What you need to do ->
Please return each line of the rows below that contains the string "figurine".

Provided material ->
________________
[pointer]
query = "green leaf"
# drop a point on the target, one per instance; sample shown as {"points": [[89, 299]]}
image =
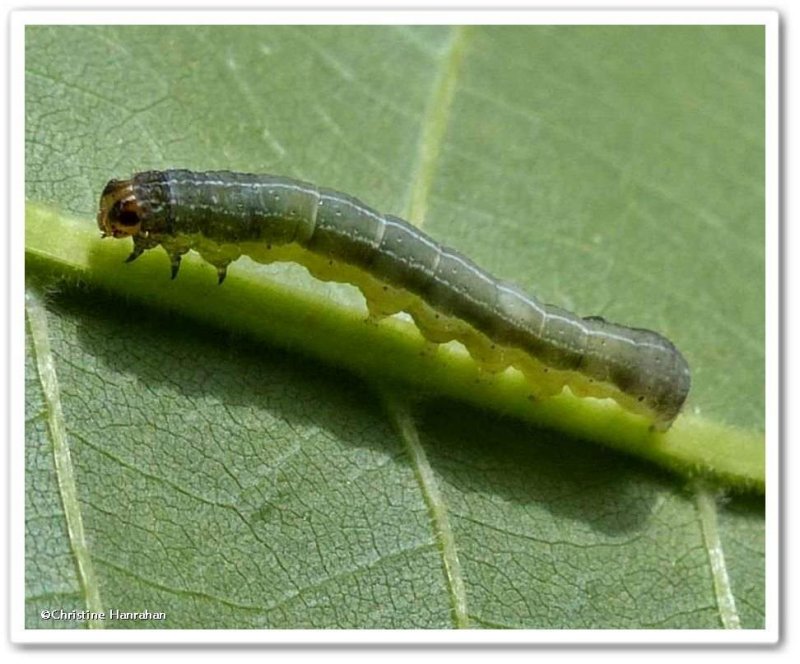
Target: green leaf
{"points": [[177, 462]]}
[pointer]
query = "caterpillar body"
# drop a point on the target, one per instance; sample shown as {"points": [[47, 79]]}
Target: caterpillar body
{"points": [[223, 215]]}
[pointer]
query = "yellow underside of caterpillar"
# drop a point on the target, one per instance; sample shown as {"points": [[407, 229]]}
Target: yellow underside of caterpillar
{"points": [[384, 300]]}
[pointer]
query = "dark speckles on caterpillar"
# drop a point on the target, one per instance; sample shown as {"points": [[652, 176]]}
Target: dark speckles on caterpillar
{"points": [[223, 215]]}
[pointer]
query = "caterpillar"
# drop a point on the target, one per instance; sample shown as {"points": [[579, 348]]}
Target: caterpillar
{"points": [[223, 215]]}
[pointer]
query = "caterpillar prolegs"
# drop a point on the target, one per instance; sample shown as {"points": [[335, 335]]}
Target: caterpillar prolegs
{"points": [[223, 215]]}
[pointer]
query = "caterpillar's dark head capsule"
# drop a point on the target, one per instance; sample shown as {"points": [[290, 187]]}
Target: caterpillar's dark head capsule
{"points": [[120, 213]]}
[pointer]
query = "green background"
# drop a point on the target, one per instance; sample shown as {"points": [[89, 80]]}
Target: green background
{"points": [[610, 170]]}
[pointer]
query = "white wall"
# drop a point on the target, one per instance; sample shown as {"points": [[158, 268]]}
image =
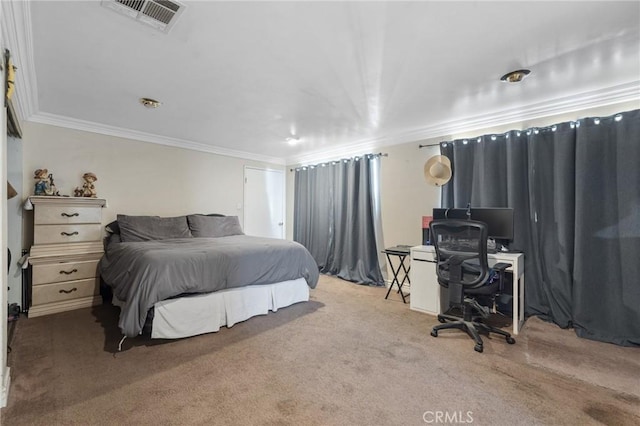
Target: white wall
{"points": [[4, 370], [136, 178], [14, 219]]}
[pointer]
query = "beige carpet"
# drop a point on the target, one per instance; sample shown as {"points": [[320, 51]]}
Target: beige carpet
{"points": [[347, 357]]}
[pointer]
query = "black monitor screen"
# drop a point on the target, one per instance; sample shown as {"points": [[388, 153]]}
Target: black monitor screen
{"points": [[439, 214], [499, 220]]}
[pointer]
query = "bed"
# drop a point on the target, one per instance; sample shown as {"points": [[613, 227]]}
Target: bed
{"points": [[189, 275]]}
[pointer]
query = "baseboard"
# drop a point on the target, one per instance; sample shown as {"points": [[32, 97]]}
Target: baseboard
{"points": [[4, 391]]}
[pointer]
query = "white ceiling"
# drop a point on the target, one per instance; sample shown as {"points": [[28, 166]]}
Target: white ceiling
{"points": [[237, 78]]}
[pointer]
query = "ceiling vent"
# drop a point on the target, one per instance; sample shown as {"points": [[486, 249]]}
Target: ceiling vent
{"points": [[160, 14]]}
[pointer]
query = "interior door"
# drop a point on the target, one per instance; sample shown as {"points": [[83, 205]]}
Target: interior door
{"points": [[264, 208]]}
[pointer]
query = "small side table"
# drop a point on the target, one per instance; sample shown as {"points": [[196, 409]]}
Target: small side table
{"points": [[402, 252]]}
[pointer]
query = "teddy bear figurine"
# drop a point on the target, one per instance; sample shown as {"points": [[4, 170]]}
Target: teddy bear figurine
{"points": [[42, 181], [88, 188]]}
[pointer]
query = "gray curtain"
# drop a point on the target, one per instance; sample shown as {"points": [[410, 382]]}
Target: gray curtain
{"points": [[575, 190], [334, 217]]}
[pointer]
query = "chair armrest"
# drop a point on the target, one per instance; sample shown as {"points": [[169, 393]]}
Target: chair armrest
{"points": [[501, 266]]}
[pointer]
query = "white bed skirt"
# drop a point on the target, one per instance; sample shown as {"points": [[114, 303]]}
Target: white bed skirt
{"points": [[206, 313]]}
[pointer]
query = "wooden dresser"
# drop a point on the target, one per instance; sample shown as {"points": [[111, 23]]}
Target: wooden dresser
{"points": [[67, 245]]}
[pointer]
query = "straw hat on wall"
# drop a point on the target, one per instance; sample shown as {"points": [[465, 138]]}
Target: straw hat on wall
{"points": [[437, 170]]}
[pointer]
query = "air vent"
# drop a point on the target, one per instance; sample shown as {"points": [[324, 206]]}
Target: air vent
{"points": [[160, 14]]}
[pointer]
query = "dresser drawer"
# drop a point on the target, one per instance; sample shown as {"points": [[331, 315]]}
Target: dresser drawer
{"points": [[64, 271], [51, 215], [56, 234], [68, 290]]}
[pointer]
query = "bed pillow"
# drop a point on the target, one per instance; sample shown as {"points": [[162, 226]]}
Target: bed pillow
{"points": [[147, 228], [113, 228], [214, 226]]}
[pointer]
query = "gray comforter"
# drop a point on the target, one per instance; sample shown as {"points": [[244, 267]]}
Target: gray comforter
{"points": [[143, 273]]}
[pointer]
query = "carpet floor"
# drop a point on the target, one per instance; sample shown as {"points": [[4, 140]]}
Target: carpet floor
{"points": [[346, 357]]}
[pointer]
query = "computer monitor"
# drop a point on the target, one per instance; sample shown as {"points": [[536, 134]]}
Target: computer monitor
{"points": [[499, 220], [440, 213]]}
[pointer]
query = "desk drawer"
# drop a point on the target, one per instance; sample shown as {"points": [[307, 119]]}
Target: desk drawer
{"points": [[68, 290], [56, 234], [64, 271], [51, 215]]}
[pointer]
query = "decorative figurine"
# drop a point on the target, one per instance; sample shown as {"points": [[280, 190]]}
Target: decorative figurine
{"points": [[44, 184], [88, 189], [52, 190], [42, 180]]}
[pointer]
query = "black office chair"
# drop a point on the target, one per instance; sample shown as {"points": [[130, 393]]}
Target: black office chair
{"points": [[461, 249]]}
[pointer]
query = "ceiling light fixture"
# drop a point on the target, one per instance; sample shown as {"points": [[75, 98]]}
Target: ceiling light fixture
{"points": [[515, 76], [150, 103], [292, 140]]}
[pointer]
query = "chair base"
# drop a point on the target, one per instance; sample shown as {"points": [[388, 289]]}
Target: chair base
{"points": [[472, 328]]}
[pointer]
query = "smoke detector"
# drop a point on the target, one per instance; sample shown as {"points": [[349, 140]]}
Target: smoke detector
{"points": [[159, 14]]}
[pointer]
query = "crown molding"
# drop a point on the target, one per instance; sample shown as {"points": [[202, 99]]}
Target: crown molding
{"points": [[16, 31], [622, 93], [88, 126]]}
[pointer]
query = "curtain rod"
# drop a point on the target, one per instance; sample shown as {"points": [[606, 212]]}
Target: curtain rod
{"points": [[429, 144], [380, 154]]}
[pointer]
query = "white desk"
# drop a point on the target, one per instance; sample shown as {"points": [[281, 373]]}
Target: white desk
{"points": [[425, 290]]}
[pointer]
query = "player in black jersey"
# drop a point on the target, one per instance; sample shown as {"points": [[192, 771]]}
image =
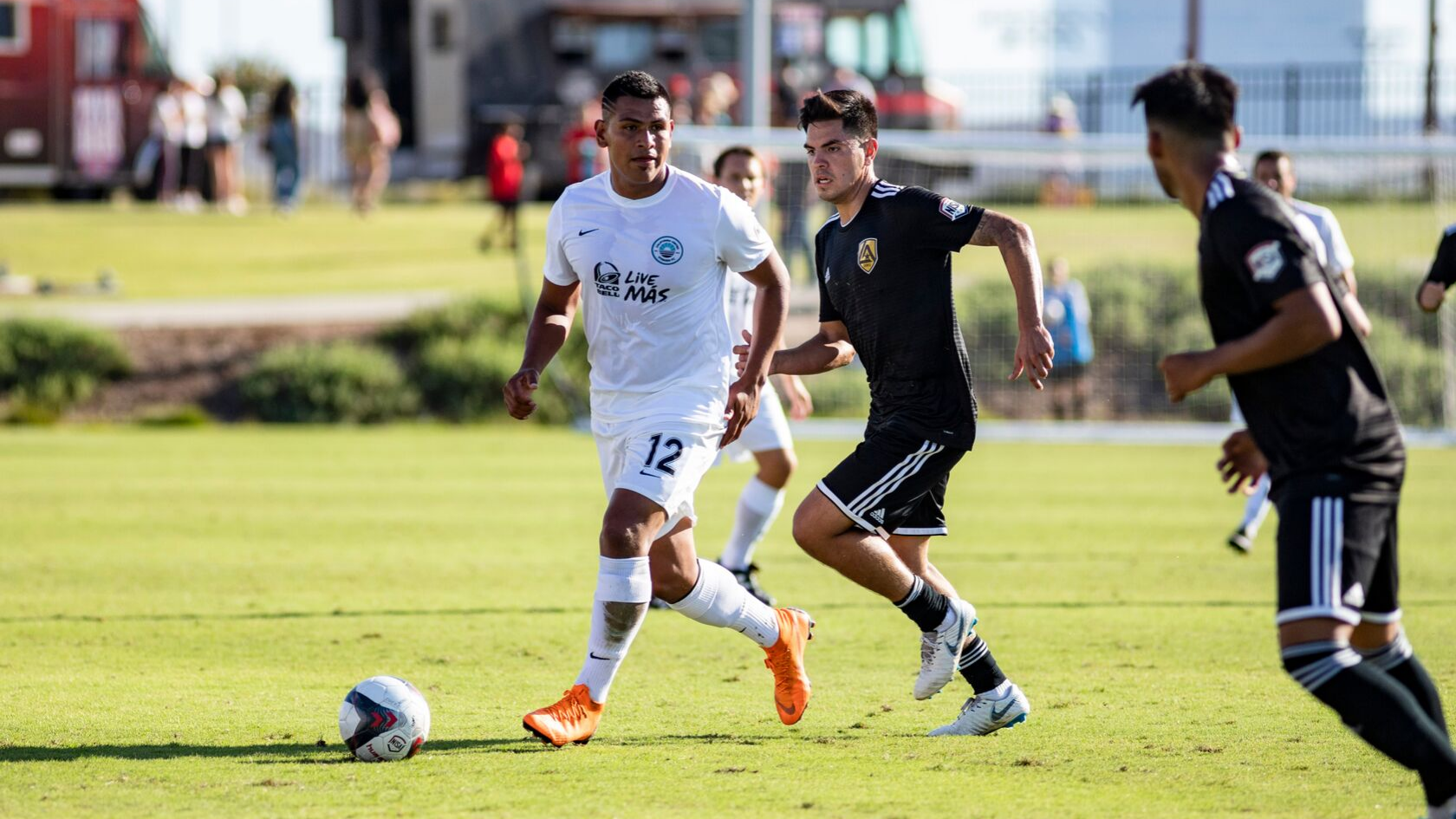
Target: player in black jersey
{"points": [[884, 276], [1318, 421], [1442, 274]]}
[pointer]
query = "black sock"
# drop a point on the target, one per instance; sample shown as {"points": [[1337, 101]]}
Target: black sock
{"points": [[925, 605], [978, 666], [1379, 710], [1398, 660]]}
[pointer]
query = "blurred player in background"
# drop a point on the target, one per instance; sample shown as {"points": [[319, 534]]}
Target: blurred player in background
{"points": [[766, 438], [884, 276], [1442, 274], [1321, 229], [1319, 425], [647, 251]]}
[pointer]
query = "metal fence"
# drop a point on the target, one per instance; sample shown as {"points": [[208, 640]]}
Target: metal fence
{"points": [[1349, 100]]}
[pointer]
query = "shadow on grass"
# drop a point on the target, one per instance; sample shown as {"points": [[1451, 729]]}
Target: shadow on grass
{"points": [[303, 752], [496, 611]]}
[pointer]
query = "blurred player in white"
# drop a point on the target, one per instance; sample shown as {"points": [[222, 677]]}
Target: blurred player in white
{"points": [[766, 438], [1321, 229], [647, 251]]}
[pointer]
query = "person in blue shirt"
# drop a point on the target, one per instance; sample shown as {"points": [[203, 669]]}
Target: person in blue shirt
{"points": [[1069, 320]]}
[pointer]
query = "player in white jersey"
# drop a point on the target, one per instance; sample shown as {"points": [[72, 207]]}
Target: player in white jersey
{"points": [[1321, 229], [647, 251], [766, 439]]}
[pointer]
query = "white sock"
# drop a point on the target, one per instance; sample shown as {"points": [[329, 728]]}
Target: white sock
{"points": [[1257, 508], [757, 506], [623, 589], [718, 599]]}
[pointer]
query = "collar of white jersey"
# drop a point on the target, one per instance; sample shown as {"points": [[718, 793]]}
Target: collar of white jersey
{"points": [[647, 201]]}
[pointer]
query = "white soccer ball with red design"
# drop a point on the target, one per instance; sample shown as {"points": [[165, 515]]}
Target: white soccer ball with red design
{"points": [[385, 718]]}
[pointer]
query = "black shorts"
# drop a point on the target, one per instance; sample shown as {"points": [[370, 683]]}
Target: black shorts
{"points": [[1337, 560], [893, 483]]}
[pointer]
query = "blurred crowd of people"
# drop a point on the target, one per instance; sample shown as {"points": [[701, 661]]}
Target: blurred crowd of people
________________
Task result ->
query = "teddy bear figurine"
Target: teddy bear figurine
query = "decorative figurine"
Target: decorative figurine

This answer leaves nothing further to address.